Data shown:
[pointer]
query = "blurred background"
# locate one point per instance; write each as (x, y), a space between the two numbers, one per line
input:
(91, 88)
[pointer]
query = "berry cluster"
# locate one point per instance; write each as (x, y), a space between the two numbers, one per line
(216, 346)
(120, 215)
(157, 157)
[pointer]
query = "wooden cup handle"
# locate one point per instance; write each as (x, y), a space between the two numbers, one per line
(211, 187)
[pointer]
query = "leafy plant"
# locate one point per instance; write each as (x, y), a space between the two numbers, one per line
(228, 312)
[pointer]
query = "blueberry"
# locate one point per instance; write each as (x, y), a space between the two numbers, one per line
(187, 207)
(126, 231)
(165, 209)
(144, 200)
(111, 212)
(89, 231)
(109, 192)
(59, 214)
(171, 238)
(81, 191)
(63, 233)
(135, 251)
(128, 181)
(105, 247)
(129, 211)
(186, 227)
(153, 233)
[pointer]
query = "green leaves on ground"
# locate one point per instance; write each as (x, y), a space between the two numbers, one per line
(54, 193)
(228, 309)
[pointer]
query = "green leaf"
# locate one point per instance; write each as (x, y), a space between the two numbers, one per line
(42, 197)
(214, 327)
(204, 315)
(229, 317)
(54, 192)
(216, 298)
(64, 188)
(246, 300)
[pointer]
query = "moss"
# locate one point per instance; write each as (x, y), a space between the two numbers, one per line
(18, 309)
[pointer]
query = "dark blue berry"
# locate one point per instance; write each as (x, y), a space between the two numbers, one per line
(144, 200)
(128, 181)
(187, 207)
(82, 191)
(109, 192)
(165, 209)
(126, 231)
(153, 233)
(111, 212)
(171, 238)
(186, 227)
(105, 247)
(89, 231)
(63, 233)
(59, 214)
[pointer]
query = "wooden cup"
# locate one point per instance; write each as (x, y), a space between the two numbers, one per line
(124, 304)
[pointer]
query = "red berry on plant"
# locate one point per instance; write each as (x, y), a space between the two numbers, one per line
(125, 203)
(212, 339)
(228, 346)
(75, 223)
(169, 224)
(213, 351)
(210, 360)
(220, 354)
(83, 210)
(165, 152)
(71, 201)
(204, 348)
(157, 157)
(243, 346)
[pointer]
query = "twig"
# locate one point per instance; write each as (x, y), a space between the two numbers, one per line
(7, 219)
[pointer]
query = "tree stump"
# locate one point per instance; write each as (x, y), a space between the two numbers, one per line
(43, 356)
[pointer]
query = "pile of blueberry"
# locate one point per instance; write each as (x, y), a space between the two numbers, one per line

Exercise directions:
If a line in the data above contains "wooden", return that line.

Your response:
query = "wooden cup handle"
query = "wooden cup"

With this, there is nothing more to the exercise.